Short task:
Reproduce, word for word, the portion of the article on the home-built PCB mill between "You had me at" and "Mantis 9 CNC?", inclusive.

Page excerpt:
********
It’s 2017, and getting a PCB professionally made is cheaper and easier than ever. However, unless you’re lucky enough to be in Shenzhen, you might find it difficult to get them quickly, due to the vagaries of international shipping. Whether you want to iterate quickly on designs, or just have the convenience of speed, it can be useful to be able to make your own PCBs at home. [Timo Birnschein] had just such a desire and set about building a PCB mill that doesn’t suck.
It might sound obvious, but it bears thinking about — if you know you’re incapable of building a good PCB mill in a reasonable period of time, you might save yourself a lot of pain and lost weekends by just ordering PCBs elsewhere. [Timo] was fairly confident however that the build would be able to churn out some usable boards, however, and got to work.
The build is meant to be accessible to the average hacker who wants one. The laser cut & 3D printed parts are readily available these days thanks to online services that can manufacture for those who don’t have the machines at home. [Timo] uses a rotary multitool for a spindle, a common choice for a budget CNC build.
With the hardware complete, [Timo] has spent time working on optimising the software side of things. Through careful optimisation of the G-Code, [Timo] has been able to improve performance and reduce stress on the tooling. It’s not enough to just build a good mill — you’ve got to have your G-Code squared away as well.
Overall, the results speak for themselves. The boards don’t suck; the mill can do traces down to 8 mil, and even drill the holes. We’d love to have one on the workbench when busting out some quick prototypes. For another take on the home-built PCB mill, why not check out this snap-together version?
16 thoughts on “Home Built PCB Mill Reportedly Doesn’t Suck”
You had me at “even drills holes”
It also does double sided properly, now!
My apologies, stupid ‘report’ button location.
You don’t have to apologize.
It take several different IPs before anything goes into moderation. :)
Are you still having issues with the microstepping?
Good work, I see it costs less than $200.
How does this compare to the Mantis 9 CNC?
********
Record excerpts:
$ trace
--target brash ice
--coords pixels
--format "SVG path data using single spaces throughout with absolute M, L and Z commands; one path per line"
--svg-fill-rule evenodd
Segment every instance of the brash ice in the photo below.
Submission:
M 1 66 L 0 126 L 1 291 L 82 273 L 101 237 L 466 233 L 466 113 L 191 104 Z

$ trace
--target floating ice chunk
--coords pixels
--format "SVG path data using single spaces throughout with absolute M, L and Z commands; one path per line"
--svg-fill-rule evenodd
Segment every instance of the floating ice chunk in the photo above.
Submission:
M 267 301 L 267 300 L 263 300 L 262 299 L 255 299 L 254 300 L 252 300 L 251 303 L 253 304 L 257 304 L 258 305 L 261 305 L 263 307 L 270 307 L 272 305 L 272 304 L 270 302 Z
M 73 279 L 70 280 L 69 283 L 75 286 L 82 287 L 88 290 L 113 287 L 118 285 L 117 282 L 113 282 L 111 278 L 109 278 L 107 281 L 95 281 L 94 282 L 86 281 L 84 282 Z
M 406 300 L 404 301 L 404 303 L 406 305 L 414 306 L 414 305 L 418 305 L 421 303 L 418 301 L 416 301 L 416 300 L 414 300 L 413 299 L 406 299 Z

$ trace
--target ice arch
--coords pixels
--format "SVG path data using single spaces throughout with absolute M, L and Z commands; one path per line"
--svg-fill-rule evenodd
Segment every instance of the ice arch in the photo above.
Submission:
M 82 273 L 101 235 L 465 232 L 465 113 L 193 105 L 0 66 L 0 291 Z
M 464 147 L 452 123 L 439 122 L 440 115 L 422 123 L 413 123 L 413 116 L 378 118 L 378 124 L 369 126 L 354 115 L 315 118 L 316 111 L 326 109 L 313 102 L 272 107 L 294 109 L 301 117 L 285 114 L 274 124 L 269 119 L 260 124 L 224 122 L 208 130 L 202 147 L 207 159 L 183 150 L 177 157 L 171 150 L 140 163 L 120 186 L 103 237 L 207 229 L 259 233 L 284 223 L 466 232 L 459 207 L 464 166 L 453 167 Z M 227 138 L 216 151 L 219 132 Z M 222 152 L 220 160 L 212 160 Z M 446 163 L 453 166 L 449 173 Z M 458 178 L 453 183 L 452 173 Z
********
Task response:
You had me at “even drills holes”
It also does double sided properly, now!
My apologies, stupid ‘report’ button location.
You don’t have to apologize.
It take several different IPs before anything goes into moderation. :)
Are you still having issues with the microstepping?
Good work, I see it costs less than $200.
How does this compare to the Mantis 9 CNC?